→ **Apply what you read**
- A) Repeat the Java string thread word for word, from "namita.pradhan08a at 2007-7-8" to "the value 'HelloWorld'.".
- B) Carry on the forum thread about Java string immutability, picking up after its final line.

→ **Passage to read**

Well String is immutable as you say, so the only way your example can work is by the creation of new String objects.

s+"World"

involves the creation of a new String object, namely an object consisting of the concatenation of s with "World".

paulcwa at 2007-7-8 22:51:25 > top of Java-index,Java Essentials,New To Java...
# 3
> S.O.P(s1);Do you rent your keyboard and get charged per character?
paulcwa at 2007-7-8 22:51:25 > top of Java-index,Java Essentials,New To Java...
# 4
. Strings are immutable.But String s1="Hello"; String s1=s+"World"; S.O.P(s1); means printing "HelloWorld". How ?
namita.pradhan08a at 2007-7-8 22:51:25 > top of Java-index,Java Essentials,New To Java...
# 5

> . Strings are immutable.But String s="Hello"; String

> s1=s+"World"; S.O.P(s1); means printing "HelloWorld".

> How ?

Here, s1 and s are two different String objects. That is the reason it prints 'HelloWorld'.

Even when you say, s = s + "World"; the initial s is destroyed and a new s is created which will have the value 'HelloWorld'.

Phenoma at 2007-7-8 22:51:25 > top of Java-index,Java Essentials,New To Java...
# 6

> . Strings are immutable.But String s1="Hello"; String

> s1=s+"World"; S.O.P(s1); means printing "HelloWorld".

> How ?

→ **Supplied material**
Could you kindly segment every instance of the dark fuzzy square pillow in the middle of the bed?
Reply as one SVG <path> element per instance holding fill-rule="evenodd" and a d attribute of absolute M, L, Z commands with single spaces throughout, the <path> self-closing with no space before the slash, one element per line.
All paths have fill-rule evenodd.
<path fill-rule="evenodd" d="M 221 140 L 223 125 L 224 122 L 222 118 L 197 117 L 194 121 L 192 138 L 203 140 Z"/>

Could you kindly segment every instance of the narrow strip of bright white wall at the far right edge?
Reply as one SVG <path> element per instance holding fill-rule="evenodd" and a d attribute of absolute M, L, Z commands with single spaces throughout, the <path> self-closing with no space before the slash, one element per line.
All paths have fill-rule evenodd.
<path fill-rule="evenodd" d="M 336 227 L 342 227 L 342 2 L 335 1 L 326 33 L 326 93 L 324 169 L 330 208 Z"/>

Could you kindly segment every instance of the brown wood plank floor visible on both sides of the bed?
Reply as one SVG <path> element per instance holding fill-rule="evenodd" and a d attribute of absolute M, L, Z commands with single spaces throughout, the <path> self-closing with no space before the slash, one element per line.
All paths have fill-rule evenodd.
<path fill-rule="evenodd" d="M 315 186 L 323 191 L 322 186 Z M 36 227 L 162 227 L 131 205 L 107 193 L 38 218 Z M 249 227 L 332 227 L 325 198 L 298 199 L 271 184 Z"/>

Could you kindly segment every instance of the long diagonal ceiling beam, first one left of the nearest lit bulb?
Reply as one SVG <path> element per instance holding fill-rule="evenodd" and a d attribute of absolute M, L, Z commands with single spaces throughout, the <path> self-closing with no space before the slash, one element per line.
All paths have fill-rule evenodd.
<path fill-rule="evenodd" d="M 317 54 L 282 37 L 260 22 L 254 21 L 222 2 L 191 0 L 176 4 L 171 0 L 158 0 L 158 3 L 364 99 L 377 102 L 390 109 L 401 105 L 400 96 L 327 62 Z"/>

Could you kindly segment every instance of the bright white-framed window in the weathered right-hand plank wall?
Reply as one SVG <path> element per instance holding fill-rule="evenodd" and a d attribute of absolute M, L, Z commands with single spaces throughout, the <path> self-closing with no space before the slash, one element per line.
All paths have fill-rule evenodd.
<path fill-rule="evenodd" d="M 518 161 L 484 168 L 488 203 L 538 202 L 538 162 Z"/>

→ **Expected results**
- A)
namita.pradhan08a at 2007-7-8 22:51:25 > top of Java-index,Java Essentials,New To Java...
# 5

> . Strings are immutable.But String s="Hello"; String

> s1=s+"World"; S.O.P(s1); means printing "HelloWorld".

> How ?

Here, s1 and s are two different String objects. That is the reason it prints 'HelloWorld'.

Even when you say, s = s + "World"; the initial s is destroyed and a new s is created which will have the value 'HelloWorld'.

- B)
Well, to understand this you got to know that all objects in Java are represented by references (pointers) to the actual object values.

String s1="Hello";

S1 will hold a reference to an object representing "Hello".

In

s1=s1 + "World";

first a new String object will be created representing "HelloWorld". Then the reference pointing to this object will be assigned to s1.

So String objects are immutable but the reference variables holding pointers to the object are not, unless you declare them final like this,

final String s1="Hello";

Now the String reference variable is immutable too as well as the "Hello" object.

Phenoma at 2007-7-8 22:51:25 > top of Java-index,Java Essentials,New To Java...
# 7

> Strings are immutable.But> String s1="Hello";

> s1=s1+"World";

> System.out.println(s1);

> means printing "HelloWorld". How ?

Strings are immutable.

String references are mutable (unless declared final).

Your example uses two String literals from the constant pool.

These Strings are added to the String pool.

These Strings are immutable.

You concatenate them creating a new String.

The new String is added to the String pool.

The new String is immutable.

Your String reference "s1" is mutable.

tschodta at 2007-7-8 22:51:25 > top of Java-index,Java Essentials,New To Java...
# 8
Thanks emble for your reply
namita.pradhan08a at 2007-7-8 22:51:25 > top of Java-index,Java Essentials,New To Java...
# 9
embla now tell me what will happen to string object "hello''.now where it will be stored .s1 indicates new string object."hello" will be garbage collected or it is still in the memory
namita.pradhan08a at 2007-7-8 22:51:25 > top of Java-index,Java Essentials,New To Java...
# 10
what is string pool?
namita.pradhan08a at 2007-7-8 22:51:25 > top of Java-index,Java Essentials,New To Java...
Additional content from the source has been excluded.